(Data records)
☆ ☆ ☆ ☆

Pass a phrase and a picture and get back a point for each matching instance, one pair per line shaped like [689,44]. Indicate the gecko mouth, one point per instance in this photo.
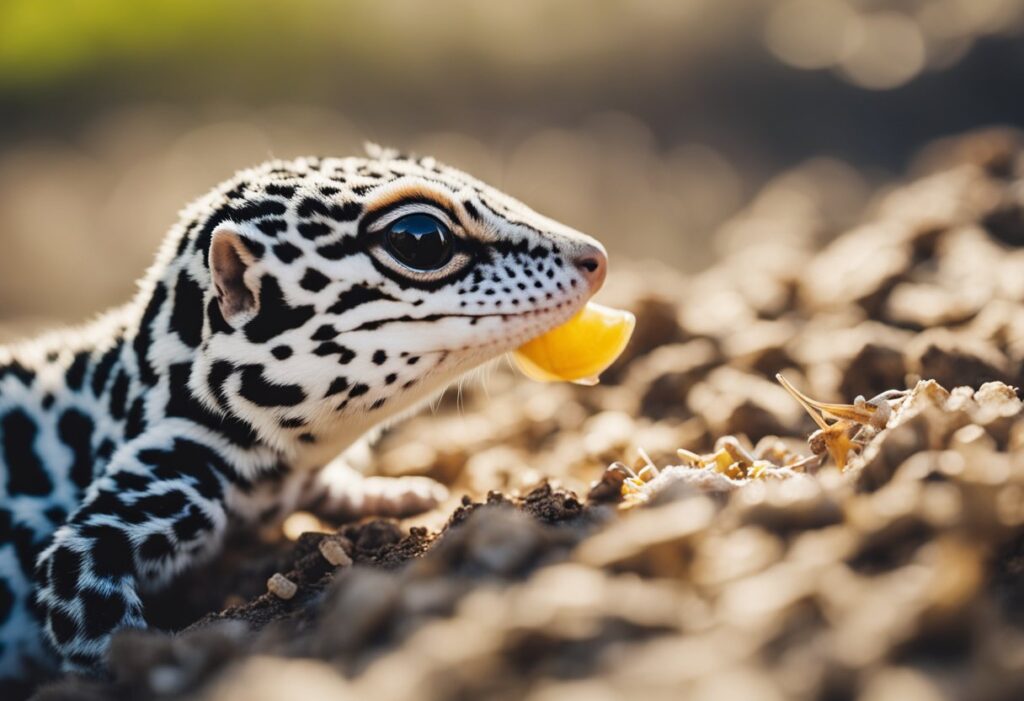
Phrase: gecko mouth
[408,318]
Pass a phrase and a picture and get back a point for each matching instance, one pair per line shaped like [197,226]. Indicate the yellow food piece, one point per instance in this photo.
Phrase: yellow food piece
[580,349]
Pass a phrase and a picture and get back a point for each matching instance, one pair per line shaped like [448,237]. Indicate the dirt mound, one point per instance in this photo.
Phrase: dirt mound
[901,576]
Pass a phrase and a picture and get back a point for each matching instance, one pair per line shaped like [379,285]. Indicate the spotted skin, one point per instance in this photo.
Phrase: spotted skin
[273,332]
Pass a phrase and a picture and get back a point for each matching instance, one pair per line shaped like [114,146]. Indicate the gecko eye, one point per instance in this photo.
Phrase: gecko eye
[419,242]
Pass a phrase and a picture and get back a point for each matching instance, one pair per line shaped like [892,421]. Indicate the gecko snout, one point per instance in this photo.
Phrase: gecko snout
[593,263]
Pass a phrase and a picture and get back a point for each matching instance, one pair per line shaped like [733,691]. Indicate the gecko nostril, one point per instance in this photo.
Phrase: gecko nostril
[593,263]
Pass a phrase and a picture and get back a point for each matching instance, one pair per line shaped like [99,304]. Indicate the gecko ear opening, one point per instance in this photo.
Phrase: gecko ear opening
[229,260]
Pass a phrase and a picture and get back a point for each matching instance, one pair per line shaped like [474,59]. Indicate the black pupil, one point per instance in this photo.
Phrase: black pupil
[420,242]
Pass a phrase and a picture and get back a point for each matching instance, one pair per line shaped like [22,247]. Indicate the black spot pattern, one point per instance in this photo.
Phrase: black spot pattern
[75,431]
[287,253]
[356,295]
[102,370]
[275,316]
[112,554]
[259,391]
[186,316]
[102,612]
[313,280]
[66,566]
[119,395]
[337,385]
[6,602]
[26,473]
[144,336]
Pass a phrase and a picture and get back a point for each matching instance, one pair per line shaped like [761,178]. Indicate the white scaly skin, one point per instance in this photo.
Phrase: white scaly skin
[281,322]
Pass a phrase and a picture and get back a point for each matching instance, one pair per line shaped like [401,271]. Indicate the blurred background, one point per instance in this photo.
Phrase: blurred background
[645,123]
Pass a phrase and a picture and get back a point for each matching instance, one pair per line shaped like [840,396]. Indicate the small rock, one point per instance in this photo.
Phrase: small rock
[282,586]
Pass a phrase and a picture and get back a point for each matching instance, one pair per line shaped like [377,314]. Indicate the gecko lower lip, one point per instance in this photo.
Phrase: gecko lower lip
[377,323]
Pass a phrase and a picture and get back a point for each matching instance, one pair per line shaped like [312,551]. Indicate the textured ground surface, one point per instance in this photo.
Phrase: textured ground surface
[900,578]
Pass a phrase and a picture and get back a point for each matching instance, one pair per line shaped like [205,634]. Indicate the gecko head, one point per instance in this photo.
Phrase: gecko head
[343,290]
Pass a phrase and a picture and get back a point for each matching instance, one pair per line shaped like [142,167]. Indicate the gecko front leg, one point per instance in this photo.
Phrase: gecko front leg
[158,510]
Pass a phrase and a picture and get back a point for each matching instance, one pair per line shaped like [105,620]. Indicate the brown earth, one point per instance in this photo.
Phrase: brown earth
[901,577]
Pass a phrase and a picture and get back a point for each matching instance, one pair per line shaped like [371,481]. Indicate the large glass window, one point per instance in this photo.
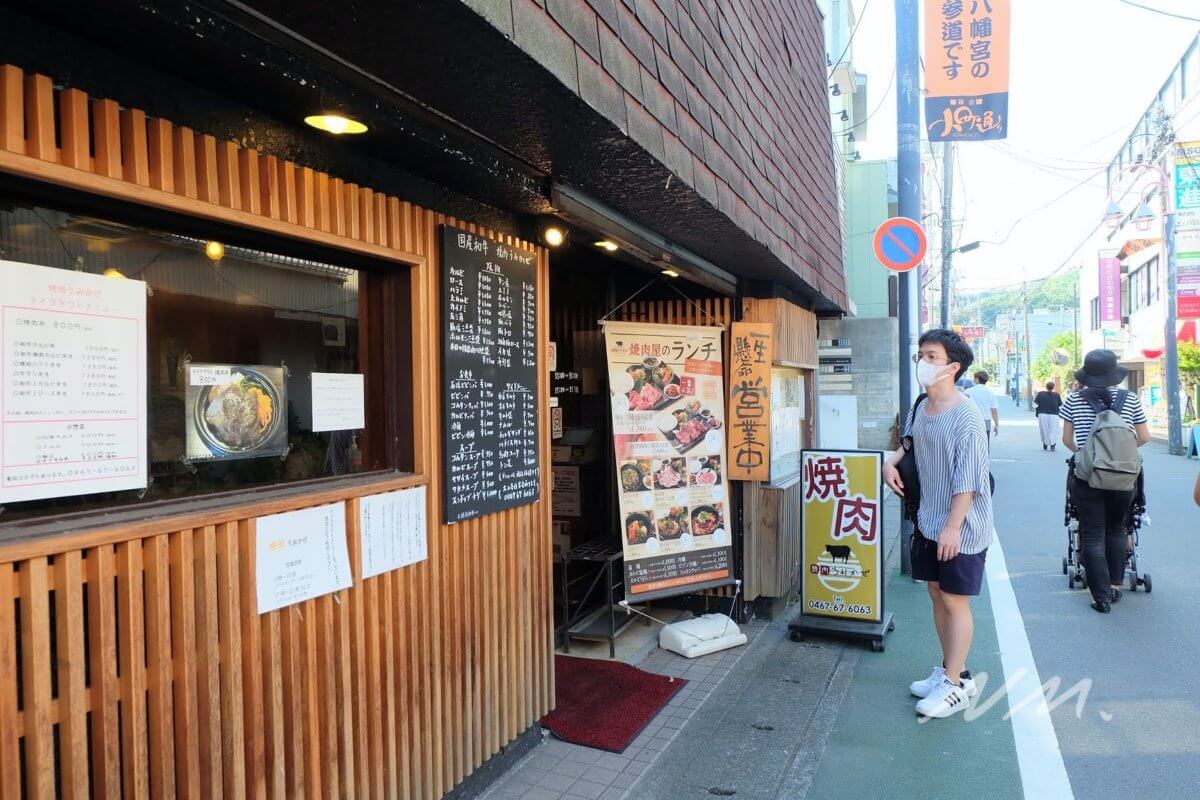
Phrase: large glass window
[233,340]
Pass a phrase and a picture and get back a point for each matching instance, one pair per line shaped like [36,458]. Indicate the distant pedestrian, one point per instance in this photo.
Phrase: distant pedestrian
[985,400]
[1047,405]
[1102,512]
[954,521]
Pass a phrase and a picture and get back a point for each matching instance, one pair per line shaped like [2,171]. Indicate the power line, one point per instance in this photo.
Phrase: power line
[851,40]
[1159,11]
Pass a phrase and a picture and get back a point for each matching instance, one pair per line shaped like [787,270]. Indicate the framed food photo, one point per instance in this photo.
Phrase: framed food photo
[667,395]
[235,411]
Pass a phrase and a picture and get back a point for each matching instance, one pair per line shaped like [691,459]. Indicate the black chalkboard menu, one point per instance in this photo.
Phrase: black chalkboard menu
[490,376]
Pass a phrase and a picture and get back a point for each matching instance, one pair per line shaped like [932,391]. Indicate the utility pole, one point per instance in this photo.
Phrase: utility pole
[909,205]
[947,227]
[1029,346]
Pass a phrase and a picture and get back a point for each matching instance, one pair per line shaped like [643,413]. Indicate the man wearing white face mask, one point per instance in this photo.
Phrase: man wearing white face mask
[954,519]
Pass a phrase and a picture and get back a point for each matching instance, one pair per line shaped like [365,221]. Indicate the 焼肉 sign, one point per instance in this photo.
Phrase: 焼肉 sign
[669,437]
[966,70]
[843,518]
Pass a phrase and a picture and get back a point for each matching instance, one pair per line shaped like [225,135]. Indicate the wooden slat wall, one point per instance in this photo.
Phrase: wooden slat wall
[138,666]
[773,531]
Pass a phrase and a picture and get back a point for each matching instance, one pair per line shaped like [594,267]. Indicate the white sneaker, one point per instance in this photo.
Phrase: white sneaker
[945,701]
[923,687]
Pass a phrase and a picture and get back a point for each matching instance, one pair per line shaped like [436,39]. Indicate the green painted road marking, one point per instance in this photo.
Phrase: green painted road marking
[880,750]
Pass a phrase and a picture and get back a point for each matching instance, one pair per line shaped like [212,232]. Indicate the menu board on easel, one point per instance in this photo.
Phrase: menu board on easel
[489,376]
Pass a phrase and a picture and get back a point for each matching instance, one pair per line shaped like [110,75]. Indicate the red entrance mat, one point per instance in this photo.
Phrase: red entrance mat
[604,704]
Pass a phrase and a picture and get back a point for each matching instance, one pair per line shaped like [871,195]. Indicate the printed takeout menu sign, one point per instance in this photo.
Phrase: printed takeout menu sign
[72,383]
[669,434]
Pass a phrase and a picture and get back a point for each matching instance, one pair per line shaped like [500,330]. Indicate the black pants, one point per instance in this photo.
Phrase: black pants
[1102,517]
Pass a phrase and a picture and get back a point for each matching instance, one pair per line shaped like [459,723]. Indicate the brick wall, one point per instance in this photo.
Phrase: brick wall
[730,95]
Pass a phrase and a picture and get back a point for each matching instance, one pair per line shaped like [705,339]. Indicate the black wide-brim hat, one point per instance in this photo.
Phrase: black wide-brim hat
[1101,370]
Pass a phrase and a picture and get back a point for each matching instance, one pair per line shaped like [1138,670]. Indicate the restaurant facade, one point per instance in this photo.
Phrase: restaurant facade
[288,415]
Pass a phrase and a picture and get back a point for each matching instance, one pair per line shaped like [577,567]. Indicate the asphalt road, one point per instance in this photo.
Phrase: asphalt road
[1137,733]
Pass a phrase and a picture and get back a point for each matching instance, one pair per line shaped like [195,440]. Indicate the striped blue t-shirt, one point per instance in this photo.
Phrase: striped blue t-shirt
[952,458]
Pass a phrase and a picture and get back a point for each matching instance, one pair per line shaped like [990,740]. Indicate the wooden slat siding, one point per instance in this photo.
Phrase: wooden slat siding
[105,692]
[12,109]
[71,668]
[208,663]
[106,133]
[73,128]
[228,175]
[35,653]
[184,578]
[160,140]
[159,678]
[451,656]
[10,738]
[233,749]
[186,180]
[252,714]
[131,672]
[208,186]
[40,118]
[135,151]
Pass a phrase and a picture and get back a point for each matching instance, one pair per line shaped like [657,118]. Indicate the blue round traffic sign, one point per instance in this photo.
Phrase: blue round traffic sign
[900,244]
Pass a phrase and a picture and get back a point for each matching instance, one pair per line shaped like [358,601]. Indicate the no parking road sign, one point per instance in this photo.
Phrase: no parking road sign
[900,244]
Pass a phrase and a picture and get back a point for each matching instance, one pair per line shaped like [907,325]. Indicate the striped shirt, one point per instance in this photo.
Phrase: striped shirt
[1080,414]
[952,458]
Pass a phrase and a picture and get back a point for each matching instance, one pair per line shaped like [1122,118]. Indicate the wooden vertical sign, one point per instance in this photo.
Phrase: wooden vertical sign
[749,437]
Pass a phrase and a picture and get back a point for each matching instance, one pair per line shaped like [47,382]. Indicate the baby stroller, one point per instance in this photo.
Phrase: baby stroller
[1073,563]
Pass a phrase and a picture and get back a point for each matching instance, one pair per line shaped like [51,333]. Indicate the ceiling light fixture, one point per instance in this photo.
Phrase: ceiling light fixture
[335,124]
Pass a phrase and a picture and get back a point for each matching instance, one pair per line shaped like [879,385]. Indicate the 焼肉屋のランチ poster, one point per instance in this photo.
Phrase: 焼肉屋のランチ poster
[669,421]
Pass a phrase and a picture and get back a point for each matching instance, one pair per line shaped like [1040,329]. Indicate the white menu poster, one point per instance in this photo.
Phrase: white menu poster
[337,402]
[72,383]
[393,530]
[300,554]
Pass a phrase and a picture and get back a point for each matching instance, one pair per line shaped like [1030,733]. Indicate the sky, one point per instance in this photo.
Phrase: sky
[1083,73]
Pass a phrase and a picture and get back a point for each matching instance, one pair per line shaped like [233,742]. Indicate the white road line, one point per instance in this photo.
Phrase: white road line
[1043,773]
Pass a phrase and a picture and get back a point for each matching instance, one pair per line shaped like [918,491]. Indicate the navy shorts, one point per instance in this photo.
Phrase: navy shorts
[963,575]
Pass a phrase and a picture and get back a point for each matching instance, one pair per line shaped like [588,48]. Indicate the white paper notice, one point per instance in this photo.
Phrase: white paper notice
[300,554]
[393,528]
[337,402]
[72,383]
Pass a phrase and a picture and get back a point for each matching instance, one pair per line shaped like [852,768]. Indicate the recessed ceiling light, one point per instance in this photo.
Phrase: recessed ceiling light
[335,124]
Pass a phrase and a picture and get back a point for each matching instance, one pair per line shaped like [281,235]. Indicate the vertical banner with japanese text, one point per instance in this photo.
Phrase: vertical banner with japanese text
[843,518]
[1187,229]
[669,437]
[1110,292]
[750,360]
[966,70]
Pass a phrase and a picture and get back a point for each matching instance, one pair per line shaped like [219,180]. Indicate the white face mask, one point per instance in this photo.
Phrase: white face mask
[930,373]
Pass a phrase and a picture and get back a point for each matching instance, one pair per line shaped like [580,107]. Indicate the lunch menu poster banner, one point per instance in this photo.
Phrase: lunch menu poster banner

☆ ☆ ☆ ☆

# WHAT YOU NEED TO DO
For this exercise, please retype exactly the lines in the listing from the line with "light, one point per instance in this photo." through its last line, both ends included.

# THE ANSWER
Pass a phrase and a picture and get back a point for each matching instance, one pair per line shaped like [852,768]. Indicate the recessed ceiling light, one point per instance in this photo.
Phrase: recessed ceiling light
[335,124]
Pass a phrase and a picture and get back a point for each matching instance, one pair per line shaped like [281,235]. Indicate the vertical banner with japanese text, one point per instance in this photo.
Phrase: vertical banner with japanese text
[843,518]
[1187,229]
[669,437]
[1110,292]
[750,360]
[966,70]
Pass a phrase and a picture and get back a point for each matching instance, one pair per line shaped like [219,180]. Indicate the white face mask, one point per instance in this photo.
Phrase: white face mask
[930,373]
Pass a phrase and a picture and get back a point for each matching instance, one pair per line shaped like [580,107]. Indicate the lunch menu poster banner, one point per instance in this photo.
Phrase: lunch menu poster banner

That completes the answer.